┌─ EXTRACTED INFORMATION

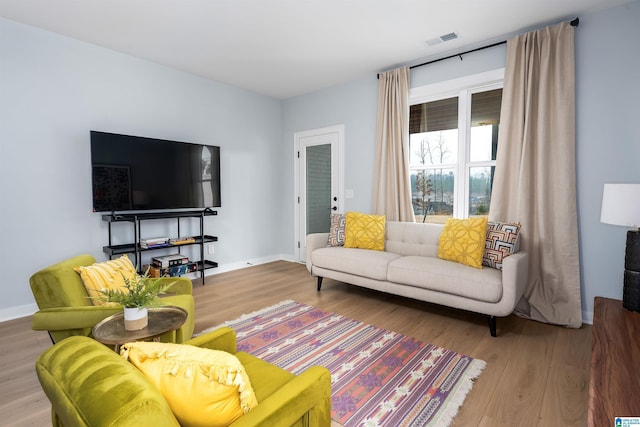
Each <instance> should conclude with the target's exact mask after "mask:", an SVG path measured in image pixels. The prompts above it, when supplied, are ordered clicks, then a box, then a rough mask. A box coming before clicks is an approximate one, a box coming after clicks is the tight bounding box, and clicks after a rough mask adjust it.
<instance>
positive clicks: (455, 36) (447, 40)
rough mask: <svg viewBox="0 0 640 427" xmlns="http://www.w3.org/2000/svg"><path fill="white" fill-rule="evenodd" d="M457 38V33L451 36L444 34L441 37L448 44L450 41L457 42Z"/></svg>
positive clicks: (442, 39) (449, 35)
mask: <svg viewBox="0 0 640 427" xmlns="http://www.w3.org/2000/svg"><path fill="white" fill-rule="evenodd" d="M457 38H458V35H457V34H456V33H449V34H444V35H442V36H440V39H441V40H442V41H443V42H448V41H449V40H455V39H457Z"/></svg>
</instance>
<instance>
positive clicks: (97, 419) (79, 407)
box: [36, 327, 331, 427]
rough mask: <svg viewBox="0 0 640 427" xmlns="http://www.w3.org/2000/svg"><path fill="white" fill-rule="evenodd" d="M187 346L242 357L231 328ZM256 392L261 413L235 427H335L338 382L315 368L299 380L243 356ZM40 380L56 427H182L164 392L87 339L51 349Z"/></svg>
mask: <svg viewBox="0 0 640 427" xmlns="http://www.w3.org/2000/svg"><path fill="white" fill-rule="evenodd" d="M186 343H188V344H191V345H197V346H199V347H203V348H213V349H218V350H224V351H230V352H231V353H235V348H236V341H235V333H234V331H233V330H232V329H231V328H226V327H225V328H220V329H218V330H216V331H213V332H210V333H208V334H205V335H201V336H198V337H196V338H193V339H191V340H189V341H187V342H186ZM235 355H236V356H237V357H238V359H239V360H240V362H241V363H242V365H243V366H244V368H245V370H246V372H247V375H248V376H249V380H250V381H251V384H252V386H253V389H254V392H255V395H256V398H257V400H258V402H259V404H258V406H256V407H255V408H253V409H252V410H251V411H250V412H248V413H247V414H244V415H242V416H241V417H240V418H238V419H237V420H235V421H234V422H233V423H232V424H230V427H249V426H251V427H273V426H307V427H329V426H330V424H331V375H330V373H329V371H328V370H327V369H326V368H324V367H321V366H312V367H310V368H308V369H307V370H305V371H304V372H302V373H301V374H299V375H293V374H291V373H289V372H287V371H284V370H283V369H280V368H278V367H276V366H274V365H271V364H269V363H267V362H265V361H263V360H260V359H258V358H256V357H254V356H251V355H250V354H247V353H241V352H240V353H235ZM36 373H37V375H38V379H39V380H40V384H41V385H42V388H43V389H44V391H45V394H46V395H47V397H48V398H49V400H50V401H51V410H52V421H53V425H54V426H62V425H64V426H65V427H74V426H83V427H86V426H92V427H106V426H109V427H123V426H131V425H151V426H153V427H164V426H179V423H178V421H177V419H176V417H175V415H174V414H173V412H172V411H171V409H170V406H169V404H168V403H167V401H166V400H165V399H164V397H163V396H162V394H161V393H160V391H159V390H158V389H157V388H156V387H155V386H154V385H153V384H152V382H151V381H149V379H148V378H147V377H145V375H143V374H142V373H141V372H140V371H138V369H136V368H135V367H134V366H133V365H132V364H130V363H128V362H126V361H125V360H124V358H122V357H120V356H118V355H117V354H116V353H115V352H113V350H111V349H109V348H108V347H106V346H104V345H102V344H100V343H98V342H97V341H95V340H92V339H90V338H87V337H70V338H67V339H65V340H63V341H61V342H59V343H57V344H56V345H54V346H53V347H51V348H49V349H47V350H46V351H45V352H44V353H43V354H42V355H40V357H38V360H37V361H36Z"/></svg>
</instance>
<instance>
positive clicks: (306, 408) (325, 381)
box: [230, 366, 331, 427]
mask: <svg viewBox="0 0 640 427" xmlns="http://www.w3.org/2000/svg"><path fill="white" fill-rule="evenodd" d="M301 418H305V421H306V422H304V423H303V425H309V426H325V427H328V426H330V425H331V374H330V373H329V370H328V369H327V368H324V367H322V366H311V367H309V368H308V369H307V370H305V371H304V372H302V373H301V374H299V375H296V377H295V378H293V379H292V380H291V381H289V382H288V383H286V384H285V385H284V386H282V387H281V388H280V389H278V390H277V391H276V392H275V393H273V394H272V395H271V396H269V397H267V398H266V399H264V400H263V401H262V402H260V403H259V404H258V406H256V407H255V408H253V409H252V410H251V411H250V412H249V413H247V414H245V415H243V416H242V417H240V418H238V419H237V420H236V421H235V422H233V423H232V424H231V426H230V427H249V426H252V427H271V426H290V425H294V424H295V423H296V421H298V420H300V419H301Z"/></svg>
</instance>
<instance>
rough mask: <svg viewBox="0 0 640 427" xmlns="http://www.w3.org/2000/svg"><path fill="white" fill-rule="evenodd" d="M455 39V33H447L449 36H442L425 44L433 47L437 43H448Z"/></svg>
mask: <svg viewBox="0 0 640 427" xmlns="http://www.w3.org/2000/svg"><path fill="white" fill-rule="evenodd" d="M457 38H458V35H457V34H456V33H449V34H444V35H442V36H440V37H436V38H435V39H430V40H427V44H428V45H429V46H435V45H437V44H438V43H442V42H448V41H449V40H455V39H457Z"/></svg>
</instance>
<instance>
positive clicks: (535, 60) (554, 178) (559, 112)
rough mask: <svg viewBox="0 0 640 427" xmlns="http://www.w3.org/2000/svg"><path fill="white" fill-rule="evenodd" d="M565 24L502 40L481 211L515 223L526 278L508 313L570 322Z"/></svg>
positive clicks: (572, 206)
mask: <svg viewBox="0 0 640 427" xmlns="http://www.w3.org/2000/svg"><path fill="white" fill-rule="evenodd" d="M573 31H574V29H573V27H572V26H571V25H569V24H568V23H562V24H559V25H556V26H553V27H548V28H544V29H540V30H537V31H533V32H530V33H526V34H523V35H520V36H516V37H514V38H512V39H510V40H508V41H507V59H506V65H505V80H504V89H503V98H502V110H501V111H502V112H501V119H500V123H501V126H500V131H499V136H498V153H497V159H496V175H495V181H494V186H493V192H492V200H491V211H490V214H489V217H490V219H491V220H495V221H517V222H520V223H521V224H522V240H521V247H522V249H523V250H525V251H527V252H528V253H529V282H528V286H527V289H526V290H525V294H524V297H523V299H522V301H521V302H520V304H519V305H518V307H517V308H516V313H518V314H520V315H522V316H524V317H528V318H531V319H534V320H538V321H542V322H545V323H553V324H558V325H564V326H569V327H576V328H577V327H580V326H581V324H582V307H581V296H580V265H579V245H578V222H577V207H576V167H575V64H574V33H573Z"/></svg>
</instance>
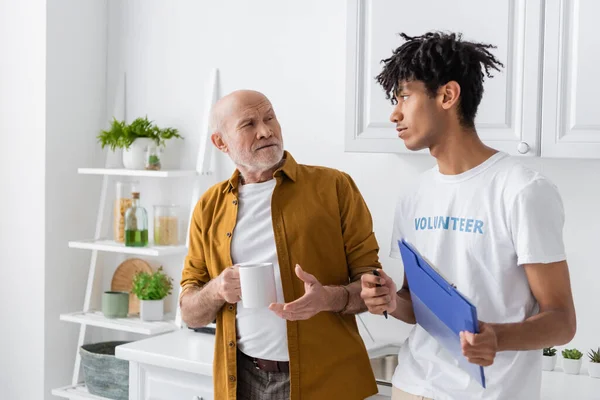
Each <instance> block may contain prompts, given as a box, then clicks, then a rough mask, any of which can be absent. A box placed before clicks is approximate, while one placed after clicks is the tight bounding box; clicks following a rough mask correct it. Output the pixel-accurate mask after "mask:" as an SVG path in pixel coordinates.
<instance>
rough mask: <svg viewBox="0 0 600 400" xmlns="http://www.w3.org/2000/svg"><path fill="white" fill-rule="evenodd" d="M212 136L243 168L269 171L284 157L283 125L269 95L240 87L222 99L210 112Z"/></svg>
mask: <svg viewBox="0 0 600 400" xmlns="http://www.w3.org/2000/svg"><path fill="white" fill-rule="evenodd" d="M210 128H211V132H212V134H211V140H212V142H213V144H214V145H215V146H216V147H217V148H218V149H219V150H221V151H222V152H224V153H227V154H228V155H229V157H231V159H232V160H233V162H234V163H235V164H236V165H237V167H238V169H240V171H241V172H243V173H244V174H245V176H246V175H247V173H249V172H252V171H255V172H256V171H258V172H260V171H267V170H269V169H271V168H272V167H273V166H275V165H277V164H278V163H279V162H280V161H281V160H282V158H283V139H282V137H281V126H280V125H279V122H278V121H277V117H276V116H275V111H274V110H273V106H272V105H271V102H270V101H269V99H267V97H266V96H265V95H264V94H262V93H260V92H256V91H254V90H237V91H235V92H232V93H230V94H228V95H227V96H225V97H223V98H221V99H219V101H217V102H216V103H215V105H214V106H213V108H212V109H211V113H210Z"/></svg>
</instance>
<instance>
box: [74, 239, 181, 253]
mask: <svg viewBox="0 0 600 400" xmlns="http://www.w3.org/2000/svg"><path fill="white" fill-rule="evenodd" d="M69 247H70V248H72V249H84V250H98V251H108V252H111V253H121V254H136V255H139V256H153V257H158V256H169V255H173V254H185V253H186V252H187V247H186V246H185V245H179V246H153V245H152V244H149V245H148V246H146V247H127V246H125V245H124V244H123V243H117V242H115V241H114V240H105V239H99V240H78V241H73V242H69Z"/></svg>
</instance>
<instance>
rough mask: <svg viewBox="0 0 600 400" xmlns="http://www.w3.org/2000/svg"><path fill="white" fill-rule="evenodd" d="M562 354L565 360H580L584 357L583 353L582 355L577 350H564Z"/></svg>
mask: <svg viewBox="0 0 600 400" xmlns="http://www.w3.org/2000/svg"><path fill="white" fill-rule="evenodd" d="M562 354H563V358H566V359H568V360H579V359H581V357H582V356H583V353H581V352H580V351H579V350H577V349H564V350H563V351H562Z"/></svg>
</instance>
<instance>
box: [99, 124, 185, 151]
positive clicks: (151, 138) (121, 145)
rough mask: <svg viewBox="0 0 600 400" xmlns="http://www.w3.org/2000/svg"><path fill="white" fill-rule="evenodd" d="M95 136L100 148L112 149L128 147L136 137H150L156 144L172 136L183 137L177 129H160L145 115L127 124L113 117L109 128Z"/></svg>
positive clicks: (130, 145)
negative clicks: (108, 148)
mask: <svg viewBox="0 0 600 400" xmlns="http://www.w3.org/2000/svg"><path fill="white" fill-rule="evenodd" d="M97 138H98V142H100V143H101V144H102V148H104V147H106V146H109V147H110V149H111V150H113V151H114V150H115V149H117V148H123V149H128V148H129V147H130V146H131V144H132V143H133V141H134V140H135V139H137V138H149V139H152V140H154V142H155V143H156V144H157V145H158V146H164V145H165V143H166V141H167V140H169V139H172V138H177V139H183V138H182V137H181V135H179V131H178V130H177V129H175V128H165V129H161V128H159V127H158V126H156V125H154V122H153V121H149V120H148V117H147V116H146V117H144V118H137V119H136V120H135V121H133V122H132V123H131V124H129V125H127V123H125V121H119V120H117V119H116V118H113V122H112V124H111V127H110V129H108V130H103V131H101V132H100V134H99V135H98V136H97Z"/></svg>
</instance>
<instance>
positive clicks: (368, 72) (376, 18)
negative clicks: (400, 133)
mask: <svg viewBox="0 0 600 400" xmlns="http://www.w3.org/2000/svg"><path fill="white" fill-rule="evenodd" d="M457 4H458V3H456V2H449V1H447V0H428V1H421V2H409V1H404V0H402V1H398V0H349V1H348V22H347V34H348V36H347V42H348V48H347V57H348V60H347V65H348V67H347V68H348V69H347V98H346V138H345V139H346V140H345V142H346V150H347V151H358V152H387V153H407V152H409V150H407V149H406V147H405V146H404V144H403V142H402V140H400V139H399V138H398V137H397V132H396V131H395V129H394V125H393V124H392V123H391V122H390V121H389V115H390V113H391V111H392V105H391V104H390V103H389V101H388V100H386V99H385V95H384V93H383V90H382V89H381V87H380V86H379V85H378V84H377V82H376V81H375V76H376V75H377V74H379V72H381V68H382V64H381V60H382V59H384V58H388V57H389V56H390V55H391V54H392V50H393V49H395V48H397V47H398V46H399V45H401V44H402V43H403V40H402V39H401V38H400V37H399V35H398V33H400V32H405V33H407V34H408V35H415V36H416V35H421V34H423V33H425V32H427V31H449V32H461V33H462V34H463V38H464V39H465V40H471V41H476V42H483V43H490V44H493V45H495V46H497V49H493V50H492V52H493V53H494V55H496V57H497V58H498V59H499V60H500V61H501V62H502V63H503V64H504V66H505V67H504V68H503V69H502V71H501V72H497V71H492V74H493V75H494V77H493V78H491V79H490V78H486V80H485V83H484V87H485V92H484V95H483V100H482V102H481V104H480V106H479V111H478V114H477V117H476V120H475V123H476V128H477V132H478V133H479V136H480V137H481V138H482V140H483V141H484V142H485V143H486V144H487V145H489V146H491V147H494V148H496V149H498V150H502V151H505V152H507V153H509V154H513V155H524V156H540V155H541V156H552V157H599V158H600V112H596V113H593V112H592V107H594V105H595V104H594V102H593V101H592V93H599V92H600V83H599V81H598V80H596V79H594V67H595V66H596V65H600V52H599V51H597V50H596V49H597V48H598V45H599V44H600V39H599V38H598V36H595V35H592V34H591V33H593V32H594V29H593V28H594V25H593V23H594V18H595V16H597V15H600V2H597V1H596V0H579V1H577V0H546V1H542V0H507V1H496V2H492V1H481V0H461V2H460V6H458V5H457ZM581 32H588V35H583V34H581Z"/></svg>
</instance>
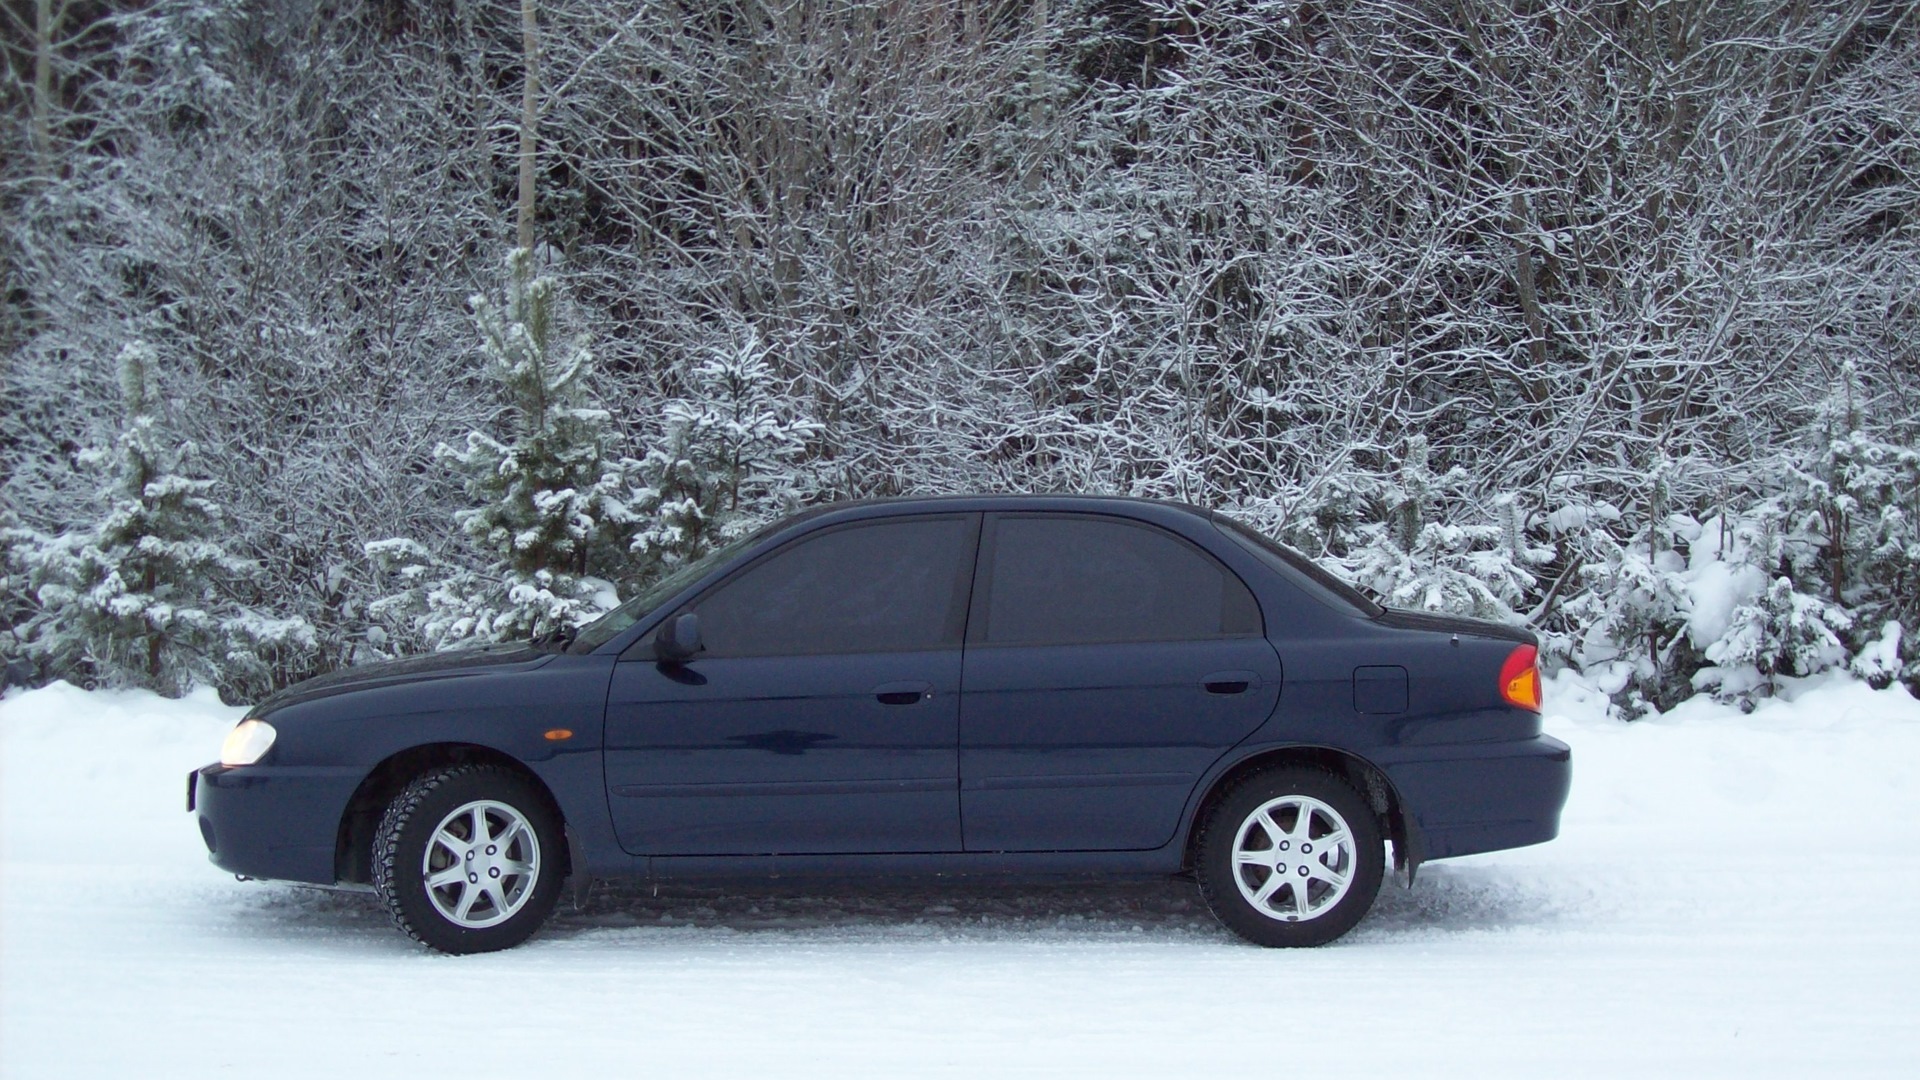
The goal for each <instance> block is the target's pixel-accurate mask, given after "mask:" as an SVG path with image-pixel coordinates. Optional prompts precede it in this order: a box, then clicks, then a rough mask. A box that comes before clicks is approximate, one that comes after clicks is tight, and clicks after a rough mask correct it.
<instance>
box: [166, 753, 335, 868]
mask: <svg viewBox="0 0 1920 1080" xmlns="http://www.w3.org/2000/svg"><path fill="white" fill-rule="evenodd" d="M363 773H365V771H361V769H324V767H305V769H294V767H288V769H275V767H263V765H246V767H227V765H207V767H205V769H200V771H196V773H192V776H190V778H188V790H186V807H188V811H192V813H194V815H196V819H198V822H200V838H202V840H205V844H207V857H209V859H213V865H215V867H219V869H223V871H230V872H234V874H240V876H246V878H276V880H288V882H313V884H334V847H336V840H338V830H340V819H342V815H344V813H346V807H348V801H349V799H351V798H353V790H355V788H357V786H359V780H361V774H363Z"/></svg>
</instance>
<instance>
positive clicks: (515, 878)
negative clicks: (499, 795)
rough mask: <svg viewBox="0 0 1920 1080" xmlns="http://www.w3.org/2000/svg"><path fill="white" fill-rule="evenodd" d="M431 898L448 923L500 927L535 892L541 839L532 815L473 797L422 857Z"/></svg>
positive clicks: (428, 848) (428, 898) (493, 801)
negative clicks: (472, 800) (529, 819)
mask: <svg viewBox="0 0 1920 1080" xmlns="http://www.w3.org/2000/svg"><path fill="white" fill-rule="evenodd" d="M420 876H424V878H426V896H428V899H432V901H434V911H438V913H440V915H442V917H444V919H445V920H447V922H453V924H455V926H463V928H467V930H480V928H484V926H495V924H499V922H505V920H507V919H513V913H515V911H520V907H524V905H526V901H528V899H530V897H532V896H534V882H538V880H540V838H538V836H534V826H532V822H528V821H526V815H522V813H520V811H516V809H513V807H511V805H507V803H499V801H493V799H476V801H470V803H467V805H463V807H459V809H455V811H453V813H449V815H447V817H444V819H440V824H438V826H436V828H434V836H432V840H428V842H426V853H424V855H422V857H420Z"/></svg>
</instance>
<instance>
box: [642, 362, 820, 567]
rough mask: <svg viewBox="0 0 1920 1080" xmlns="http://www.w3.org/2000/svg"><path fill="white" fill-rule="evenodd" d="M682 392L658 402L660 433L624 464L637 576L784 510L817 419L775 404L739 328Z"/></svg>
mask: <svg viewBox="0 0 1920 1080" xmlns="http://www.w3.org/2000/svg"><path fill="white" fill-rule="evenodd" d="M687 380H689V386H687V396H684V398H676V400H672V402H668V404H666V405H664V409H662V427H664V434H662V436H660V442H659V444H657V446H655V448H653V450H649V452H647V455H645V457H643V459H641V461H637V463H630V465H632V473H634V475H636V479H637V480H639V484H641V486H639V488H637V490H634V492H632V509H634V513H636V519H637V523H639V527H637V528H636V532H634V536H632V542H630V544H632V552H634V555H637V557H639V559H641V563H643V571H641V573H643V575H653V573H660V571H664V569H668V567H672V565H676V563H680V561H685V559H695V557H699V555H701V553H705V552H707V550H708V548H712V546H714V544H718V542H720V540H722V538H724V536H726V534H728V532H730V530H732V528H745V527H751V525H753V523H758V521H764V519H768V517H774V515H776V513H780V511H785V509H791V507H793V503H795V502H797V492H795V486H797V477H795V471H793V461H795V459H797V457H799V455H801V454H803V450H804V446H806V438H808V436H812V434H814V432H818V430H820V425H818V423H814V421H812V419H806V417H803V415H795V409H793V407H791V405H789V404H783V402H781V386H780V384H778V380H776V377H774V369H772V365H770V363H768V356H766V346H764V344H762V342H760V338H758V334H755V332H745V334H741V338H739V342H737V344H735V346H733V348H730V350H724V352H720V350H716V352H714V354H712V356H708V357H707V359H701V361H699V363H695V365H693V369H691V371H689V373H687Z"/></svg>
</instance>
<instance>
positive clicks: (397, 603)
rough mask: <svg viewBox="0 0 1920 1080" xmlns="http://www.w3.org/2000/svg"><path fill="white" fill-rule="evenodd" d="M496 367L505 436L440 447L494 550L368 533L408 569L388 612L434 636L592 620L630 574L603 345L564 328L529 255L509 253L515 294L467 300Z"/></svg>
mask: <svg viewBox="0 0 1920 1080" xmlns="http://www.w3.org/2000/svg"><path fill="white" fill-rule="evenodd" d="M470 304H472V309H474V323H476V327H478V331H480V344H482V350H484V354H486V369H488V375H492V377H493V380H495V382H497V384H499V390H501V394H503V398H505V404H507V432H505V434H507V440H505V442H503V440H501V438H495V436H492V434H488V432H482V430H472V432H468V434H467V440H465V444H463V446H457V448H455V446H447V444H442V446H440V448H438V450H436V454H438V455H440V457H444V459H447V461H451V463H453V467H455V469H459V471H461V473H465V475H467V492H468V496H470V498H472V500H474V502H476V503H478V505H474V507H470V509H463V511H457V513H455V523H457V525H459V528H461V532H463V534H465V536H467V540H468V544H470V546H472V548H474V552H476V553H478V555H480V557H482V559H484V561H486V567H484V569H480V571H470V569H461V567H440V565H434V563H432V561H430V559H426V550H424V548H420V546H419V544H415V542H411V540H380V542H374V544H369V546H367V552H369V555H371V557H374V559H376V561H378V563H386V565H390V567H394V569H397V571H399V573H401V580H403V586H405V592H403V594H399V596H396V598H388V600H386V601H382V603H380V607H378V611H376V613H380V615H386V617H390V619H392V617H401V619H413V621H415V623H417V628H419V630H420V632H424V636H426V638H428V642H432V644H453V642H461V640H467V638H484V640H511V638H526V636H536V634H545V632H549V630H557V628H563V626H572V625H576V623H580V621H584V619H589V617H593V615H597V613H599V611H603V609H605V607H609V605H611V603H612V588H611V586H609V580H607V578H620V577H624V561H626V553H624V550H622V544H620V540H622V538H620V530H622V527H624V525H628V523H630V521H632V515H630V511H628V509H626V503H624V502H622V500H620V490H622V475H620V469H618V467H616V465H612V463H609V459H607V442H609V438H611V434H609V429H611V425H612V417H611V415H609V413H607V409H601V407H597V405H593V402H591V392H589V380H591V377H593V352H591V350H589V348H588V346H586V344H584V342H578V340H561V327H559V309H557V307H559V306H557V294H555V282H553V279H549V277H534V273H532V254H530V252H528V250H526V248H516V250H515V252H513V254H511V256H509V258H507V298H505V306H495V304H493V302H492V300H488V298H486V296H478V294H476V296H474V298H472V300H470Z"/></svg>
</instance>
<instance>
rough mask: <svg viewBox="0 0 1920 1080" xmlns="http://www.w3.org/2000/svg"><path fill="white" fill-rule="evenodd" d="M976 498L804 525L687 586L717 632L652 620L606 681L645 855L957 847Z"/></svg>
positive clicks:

└─

**EXERCISE INSTRUCTIONS:** Return the stretch of the entries from their start through the line containing "box: [36, 327, 331, 427]", copied verbatim, with the pictures left out.

**TASK ANSWER:**
Each <instance> should conclude with the target's exact mask after "mask:", an SVG path measured in image pixels. The prompts above it, when supplied, are ordered clicks, then a box, then a rough mask. A box coming before clicks is an approximate one, a box coming after clicks is the tight bounding box, and clicks after a rough mask adjust it.
<instance>
positive clicks: (455, 36) (447, 40)
rough mask: <svg viewBox="0 0 640 427" xmlns="http://www.w3.org/2000/svg"><path fill="white" fill-rule="evenodd" d="M457 38V33L451 36L444 34L441 37L448 44L450 41L457 42Z"/></svg>
positive clicks: (442, 39) (449, 35)
mask: <svg viewBox="0 0 640 427" xmlns="http://www.w3.org/2000/svg"><path fill="white" fill-rule="evenodd" d="M457 38H458V35H457V34H456V33H449V34H444V35H442V36H440V39H441V40H442V41H443V42H448V41H449V40H455V39H457Z"/></svg>
</instance>
<instance>
positive clicks: (97, 419) (79, 407)
box: [36, 327, 331, 427]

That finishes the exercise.